Print the records below verbatim, from their first line through the line containing "56, 12, 300, 174", with both ends included. Leave the pictures out of your output.

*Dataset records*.
________________
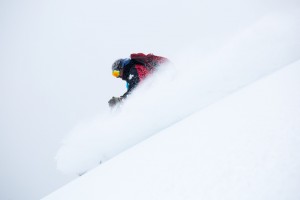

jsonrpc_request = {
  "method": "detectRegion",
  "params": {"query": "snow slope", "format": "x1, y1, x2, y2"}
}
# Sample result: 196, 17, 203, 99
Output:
43, 57, 300, 200
56, 10, 300, 174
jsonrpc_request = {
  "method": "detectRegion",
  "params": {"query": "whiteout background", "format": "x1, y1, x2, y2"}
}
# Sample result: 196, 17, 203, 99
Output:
0, 0, 299, 199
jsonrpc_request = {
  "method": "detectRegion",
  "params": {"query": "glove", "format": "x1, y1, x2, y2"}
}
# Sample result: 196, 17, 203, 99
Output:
108, 97, 122, 108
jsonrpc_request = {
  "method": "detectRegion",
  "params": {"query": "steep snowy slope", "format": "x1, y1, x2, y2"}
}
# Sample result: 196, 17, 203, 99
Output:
44, 61, 300, 200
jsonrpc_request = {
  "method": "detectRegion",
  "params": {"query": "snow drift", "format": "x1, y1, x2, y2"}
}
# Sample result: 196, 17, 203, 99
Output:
56, 11, 300, 174
43, 51, 300, 200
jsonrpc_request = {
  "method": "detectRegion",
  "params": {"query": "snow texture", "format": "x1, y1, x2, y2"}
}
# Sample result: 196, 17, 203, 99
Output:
43, 48, 300, 200
56, 10, 300, 174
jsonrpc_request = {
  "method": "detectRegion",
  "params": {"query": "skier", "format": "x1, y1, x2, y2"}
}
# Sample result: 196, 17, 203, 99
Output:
108, 53, 168, 108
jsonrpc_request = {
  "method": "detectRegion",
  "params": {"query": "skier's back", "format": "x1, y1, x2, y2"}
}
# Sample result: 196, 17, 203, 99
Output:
108, 53, 168, 107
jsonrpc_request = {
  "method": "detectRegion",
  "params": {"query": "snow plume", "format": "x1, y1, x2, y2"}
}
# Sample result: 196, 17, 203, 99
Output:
56, 12, 300, 174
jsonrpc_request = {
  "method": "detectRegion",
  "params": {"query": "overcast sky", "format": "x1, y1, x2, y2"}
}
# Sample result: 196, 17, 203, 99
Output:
0, 0, 299, 200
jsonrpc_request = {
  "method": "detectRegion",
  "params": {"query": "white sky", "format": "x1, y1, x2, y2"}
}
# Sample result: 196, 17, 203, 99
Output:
0, 0, 299, 200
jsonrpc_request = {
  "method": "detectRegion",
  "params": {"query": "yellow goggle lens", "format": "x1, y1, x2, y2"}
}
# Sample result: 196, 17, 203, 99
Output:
112, 70, 120, 78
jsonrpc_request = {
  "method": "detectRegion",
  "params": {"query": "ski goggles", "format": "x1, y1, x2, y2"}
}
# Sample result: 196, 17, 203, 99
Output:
112, 70, 120, 78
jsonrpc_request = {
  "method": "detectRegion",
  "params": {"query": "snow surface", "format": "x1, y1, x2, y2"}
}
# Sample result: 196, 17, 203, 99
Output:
43, 58, 300, 200
56, 10, 300, 174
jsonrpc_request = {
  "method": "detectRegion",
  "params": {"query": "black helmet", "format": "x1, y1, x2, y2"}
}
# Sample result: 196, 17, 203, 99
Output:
111, 59, 124, 71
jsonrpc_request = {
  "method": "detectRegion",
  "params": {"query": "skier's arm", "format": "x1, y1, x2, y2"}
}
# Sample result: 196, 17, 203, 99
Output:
121, 68, 140, 99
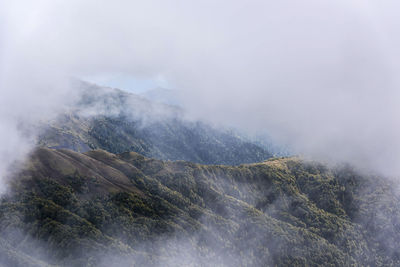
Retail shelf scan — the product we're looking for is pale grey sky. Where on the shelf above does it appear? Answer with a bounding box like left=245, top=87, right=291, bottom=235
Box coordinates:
left=0, top=0, right=400, bottom=178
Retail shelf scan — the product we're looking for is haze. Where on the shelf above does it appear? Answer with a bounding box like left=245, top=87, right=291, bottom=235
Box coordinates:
left=0, top=0, right=400, bottom=180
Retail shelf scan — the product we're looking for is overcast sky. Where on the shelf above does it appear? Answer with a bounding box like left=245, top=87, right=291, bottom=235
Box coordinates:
left=0, top=0, right=400, bottom=176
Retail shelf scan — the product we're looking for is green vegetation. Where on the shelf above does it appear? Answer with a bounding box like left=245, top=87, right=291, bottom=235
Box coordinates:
left=0, top=149, right=400, bottom=266
left=38, top=85, right=272, bottom=165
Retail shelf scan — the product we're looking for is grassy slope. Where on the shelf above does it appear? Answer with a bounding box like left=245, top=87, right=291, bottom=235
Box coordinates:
left=0, top=149, right=400, bottom=266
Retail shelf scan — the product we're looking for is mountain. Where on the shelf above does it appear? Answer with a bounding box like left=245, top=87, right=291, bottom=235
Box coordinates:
left=0, top=148, right=400, bottom=266
left=38, top=82, right=272, bottom=165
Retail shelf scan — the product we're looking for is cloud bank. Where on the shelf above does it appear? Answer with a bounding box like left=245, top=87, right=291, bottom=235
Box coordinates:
left=0, top=0, right=400, bottom=178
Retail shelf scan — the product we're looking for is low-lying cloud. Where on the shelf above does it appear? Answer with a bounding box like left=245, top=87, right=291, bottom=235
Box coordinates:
left=0, top=0, right=400, bottom=178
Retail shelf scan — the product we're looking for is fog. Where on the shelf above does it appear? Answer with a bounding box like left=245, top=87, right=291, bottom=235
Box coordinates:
left=0, top=0, right=400, bottom=186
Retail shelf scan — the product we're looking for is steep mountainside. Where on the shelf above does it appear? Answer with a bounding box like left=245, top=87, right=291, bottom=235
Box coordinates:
left=0, top=148, right=400, bottom=266
left=38, top=83, right=272, bottom=165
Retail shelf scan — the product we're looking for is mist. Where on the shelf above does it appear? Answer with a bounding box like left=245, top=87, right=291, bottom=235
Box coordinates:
left=0, top=0, right=400, bottom=184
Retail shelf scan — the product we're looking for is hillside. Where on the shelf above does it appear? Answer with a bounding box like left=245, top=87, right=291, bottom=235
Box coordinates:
left=0, top=148, right=400, bottom=266
left=38, top=82, right=272, bottom=165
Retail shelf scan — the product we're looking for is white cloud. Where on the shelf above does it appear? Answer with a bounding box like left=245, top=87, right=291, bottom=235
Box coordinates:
left=0, top=0, right=400, bottom=178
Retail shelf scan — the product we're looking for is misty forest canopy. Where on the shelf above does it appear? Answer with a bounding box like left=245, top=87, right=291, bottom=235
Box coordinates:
left=0, top=82, right=400, bottom=266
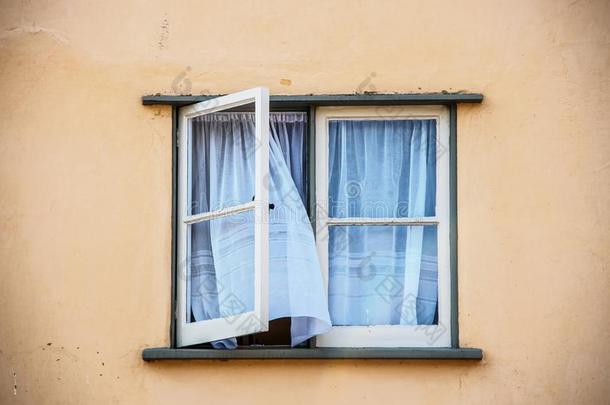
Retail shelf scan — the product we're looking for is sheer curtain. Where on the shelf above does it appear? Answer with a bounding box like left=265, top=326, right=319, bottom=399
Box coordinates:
left=329, top=119, right=438, bottom=325
left=187, top=113, right=330, bottom=348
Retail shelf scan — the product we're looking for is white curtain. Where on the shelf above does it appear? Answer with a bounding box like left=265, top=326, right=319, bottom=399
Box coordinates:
left=187, top=113, right=330, bottom=348
left=329, top=119, right=438, bottom=325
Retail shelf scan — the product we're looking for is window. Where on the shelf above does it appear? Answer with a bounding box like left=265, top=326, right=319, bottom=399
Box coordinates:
left=316, top=106, right=451, bottom=347
left=144, top=88, right=482, bottom=359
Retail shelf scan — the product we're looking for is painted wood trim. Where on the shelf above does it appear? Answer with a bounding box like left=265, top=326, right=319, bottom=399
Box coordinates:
left=142, top=93, right=483, bottom=108
left=183, top=201, right=257, bottom=225
left=449, top=104, right=460, bottom=348
left=142, top=347, right=483, bottom=361
left=326, top=217, right=439, bottom=226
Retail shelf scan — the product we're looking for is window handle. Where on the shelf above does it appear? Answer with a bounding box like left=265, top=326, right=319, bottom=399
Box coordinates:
left=252, top=195, right=275, bottom=210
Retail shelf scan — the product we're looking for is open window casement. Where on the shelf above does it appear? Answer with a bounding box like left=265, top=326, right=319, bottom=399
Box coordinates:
left=176, top=87, right=269, bottom=347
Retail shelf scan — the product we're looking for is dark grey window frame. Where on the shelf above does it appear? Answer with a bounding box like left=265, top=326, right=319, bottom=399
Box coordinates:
left=142, top=93, right=483, bottom=361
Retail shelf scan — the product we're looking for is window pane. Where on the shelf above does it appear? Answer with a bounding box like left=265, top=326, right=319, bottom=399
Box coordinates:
left=186, top=211, right=254, bottom=322
left=189, top=113, right=256, bottom=215
left=329, top=225, right=438, bottom=325
left=328, top=119, right=434, bottom=218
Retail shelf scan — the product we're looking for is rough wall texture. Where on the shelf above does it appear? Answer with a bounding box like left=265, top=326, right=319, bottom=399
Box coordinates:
left=0, top=0, right=610, bottom=404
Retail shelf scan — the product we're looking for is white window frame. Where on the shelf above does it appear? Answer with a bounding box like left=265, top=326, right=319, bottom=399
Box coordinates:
left=175, top=87, right=269, bottom=347
left=315, top=105, right=452, bottom=347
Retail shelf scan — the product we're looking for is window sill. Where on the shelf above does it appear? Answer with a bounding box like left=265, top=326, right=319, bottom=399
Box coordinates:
left=142, top=347, right=483, bottom=361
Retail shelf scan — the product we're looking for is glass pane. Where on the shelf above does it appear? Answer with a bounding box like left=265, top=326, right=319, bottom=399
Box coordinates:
left=186, top=210, right=254, bottom=322
left=188, top=112, right=256, bottom=215
left=328, top=225, right=438, bottom=325
left=328, top=119, right=436, bottom=218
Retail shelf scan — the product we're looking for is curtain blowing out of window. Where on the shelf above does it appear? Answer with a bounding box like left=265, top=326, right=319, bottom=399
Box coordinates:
left=187, top=113, right=330, bottom=348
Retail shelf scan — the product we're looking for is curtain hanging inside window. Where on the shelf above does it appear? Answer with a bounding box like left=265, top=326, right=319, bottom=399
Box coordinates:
left=329, top=119, right=438, bottom=325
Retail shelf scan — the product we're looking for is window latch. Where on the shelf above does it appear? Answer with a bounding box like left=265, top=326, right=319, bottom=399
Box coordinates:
left=252, top=195, right=275, bottom=210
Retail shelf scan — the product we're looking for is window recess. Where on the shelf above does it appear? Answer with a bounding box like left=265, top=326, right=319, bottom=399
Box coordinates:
left=143, top=88, right=482, bottom=360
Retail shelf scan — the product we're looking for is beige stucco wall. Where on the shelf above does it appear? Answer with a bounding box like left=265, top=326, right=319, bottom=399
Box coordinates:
left=0, top=0, right=610, bottom=404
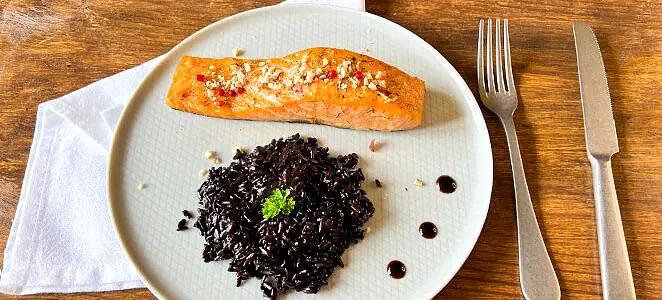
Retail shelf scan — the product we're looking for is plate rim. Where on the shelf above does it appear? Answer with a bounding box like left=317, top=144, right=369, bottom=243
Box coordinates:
left=106, top=3, right=494, bottom=299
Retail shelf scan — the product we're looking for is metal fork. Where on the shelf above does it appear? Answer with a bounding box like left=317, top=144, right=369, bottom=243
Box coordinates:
left=477, top=19, right=561, bottom=300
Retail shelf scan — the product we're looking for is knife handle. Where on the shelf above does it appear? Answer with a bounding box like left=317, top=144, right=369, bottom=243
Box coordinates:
left=589, top=156, right=637, bottom=300
left=501, top=116, right=561, bottom=300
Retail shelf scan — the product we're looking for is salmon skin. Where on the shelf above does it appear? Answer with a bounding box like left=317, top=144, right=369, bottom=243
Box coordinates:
left=166, top=48, right=425, bottom=131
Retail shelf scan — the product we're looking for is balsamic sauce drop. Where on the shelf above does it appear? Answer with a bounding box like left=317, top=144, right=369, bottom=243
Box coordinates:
left=418, top=222, right=437, bottom=239
left=437, top=175, right=457, bottom=194
left=386, top=260, right=407, bottom=279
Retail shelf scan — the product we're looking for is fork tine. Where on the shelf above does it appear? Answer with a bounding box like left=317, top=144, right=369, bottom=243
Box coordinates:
left=494, top=19, right=506, bottom=93
left=486, top=19, right=494, bottom=93
left=503, top=19, right=515, bottom=93
left=476, top=19, right=486, bottom=97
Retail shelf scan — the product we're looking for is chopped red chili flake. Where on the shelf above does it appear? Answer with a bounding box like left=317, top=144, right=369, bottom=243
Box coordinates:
left=326, top=70, right=338, bottom=79
left=195, top=74, right=207, bottom=82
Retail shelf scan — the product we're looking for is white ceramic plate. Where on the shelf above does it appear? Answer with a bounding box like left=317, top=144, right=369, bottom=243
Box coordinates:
left=108, top=5, right=492, bottom=299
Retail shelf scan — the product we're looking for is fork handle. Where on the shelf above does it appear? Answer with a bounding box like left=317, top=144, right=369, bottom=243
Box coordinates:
left=501, top=115, right=561, bottom=300
left=589, top=155, right=637, bottom=300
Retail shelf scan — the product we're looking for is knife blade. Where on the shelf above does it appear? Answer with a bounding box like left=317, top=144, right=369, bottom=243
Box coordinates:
left=574, top=22, right=618, bottom=156
left=573, top=22, right=636, bottom=300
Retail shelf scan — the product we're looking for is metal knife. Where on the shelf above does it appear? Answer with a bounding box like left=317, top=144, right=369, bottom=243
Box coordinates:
left=573, top=22, right=636, bottom=300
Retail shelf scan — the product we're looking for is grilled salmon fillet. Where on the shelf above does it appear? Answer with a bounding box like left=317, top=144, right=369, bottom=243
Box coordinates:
left=166, top=48, right=425, bottom=131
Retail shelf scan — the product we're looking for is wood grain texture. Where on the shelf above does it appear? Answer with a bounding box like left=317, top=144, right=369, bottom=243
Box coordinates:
left=0, top=0, right=662, bottom=299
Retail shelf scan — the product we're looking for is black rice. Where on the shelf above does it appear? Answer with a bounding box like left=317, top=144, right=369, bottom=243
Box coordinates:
left=194, top=134, right=374, bottom=299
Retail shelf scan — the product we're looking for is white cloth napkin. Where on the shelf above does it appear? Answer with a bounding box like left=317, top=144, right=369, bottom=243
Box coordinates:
left=0, top=0, right=365, bottom=295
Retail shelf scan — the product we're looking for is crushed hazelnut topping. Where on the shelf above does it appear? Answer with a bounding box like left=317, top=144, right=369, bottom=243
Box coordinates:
left=379, top=80, right=386, bottom=88
left=204, top=150, right=216, bottom=159
left=349, top=77, right=360, bottom=88
left=303, top=70, right=315, bottom=83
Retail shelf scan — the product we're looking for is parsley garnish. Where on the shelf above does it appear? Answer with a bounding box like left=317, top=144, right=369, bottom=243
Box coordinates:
left=262, top=189, right=295, bottom=219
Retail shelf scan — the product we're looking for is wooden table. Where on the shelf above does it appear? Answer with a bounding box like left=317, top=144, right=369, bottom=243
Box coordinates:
left=0, top=0, right=662, bottom=299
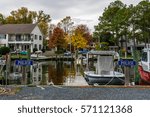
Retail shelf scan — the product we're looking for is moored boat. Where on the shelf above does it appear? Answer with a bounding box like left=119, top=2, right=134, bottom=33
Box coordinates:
left=84, top=51, right=125, bottom=85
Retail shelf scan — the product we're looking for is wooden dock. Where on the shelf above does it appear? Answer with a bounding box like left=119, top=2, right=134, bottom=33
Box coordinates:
left=31, top=55, right=74, bottom=61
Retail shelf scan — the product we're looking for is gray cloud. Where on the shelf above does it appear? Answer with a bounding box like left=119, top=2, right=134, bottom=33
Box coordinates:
left=0, top=0, right=141, bottom=31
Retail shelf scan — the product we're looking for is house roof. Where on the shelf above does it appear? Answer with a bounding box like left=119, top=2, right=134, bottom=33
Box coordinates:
left=0, top=24, right=37, bottom=34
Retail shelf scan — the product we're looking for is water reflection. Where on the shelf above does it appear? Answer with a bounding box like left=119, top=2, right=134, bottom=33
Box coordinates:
left=8, top=61, right=75, bottom=85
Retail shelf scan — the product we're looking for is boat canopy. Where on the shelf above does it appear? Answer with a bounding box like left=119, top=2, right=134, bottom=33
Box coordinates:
left=88, top=51, right=117, bottom=56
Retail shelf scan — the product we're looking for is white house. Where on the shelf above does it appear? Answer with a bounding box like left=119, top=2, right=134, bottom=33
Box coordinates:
left=0, top=24, right=43, bottom=52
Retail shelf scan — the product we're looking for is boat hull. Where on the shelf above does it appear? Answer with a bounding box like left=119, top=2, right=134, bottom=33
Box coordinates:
left=84, top=73, right=125, bottom=85
left=138, top=65, right=150, bottom=84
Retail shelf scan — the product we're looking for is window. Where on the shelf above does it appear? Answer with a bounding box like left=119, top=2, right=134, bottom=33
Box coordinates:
left=39, top=45, right=42, bottom=50
left=39, top=36, right=42, bottom=40
left=142, top=52, right=147, bottom=62
left=34, top=44, right=37, bottom=48
left=34, top=35, right=37, bottom=39
left=0, top=34, right=6, bottom=39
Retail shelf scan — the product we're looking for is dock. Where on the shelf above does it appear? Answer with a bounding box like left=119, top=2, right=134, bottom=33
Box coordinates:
left=64, top=75, right=88, bottom=86
left=31, top=55, right=74, bottom=61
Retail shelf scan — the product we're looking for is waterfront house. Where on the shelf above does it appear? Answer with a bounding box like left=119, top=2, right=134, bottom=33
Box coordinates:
left=0, top=24, right=43, bottom=52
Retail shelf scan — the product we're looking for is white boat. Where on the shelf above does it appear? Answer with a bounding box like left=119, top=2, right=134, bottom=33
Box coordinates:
left=31, top=51, right=47, bottom=58
left=138, top=48, right=150, bottom=84
left=84, top=51, right=125, bottom=85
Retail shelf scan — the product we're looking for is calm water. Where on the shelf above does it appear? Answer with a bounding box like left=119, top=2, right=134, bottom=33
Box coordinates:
left=1, top=61, right=78, bottom=85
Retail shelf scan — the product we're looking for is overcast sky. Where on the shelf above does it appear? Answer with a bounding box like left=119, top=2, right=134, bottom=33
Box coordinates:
left=0, top=0, right=142, bottom=30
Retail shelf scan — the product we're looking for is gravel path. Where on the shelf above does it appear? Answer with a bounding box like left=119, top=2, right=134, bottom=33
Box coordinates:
left=0, top=86, right=150, bottom=100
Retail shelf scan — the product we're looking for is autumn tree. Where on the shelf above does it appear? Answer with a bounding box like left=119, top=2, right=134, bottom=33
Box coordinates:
left=6, top=7, right=37, bottom=24
left=57, top=16, right=74, bottom=33
left=76, top=24, right=92, bottom=46
left=49, top=27, right=66, bottom=52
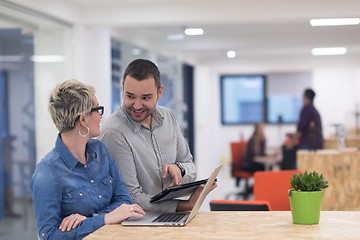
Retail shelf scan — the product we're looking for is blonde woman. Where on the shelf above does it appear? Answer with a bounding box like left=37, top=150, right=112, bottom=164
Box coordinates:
left=31, top=80, right=145, bottom=239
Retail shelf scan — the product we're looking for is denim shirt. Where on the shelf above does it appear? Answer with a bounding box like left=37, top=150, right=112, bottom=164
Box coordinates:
left=31, top=135, right=133, bottom=239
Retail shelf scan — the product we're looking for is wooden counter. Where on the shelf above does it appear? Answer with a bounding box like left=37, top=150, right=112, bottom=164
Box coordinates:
left=297, top=150, right=360, bottom=211
left=85, top=211, right=360, bottom=240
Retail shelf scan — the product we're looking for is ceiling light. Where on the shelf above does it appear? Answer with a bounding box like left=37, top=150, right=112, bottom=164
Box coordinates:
left=311, top=47, right=347, bottom=56
left=310, top=18, right=360, bottom=27
left=131, top=48, right=141, bottom=55
left=166, top=33, right=185, bottom=41
left=31, top=55, right=65, bottom=63
left=184, top=28, right=204, bottom=36
left=0, top=55, right=24, bottom=62
left=226, top=51, right=236, bottom=58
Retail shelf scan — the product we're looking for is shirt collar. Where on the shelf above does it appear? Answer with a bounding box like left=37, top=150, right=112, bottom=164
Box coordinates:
left=55, top=134, right=99, bottom=170
left=121, top=106, right=164, bottom=133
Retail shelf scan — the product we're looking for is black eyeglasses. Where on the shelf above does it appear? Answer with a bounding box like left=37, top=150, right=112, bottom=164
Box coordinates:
left=90, top=106, right=104, bottom=116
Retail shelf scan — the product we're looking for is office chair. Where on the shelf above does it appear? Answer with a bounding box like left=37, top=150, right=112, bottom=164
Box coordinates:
left=210, top=200, right=271, bottom=211
left=254, top=170, right=302, bottom=211
left=226, top=141, right=253, bottom=200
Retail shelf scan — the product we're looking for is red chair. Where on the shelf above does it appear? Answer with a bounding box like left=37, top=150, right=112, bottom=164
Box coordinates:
left=254, top=170, right=301, bottom=211
left=210, top=200, right=271, bottom=211
left=227, top=141, right=253, bottom=199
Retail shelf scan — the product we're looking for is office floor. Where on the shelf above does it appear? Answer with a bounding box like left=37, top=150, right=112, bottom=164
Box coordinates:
left=0, top=199, right=38, bottom=240
left=0, top=164, right=246, bottom=240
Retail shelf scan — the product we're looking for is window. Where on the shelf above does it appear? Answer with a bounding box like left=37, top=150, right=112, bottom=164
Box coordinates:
left=221, top=75, right=265, bottom=124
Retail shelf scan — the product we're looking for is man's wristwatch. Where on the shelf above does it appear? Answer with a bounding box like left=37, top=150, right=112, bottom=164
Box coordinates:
left=175, top=162, right=185, bottom=177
________________
*Output for this task*.
jsonrpc_request = {
  "method": "detectRegion",
  "params": {"query": "snow slope", "format": "x1, y1, x2, y2"}
}
# Sample result: 196, 17, 203, 99
Output:
43, 57, 300, 200
56, 10, 300, 174
jsonrpc_request = {
  "method": "detectRegion",
  "params": {"query": "whiteout background", "format": "x1, y1, x2, y2"}
}
# Sample result: 196, 17, 203, 99
Output:
0, 0, 299, 199
jsonrpc_request = {
  "method": "detectRegion",
  "params": {"query": "glove", "format": "x1, y1, x2, y2"}
}
# Sample result: 196, 17, 203, 99
Output:
108, 97, 122, 108
jsonrpc_request = {
  "method": "detectRegion",
  "params": {"query": "steep snowy slope", "format": "x1, y1, x2, y2"}
}
# Sample result: 196, 17, 203, 99
Output:
44, 61, 300, 200
jsonrpc_request = {
  "method": "detectRegion",
  "params": {"query": "snow drift", "format": "x1, y1, x2, y2"}
}
# Sample result: 196, 17, 203, 99
Output:
56, 11, 300, 174
43, 51, 300, 200
jsonrpc_request = {
  "method": "detectRegion",
  "params": {"query": "snow texture", "format": "x1, y1, x2, y2"}
}
# Sample result: 196, 17, 203, 99
Output:
43, 48, 300, 200
56, 10, 300, 174
jsonrpc_request = {
  "method": "detectRegion",
  "params": {"query": "skier", "format": "x1, y1, x2, y2"}
}
# Sample result: 196, 17, 203, 99
Output:
108, 53, 168, 108
jsonrpc_request = {
  "method": "detectRegion",
  "params": {"query": "skier's back", "format": "x1, y1, x2, y2"}
}
# Sample result: 196, 17, 203, 99
Output:
108, 53, 168, 107
jsonrpc_request = {
  "method": "detectRegion",
  "params": {"query": "snow plume", "format": "x1, y1, x2, y2"}
}
# Sample result: 196, 17, 203, 99
Output:
56, 12, 300, 174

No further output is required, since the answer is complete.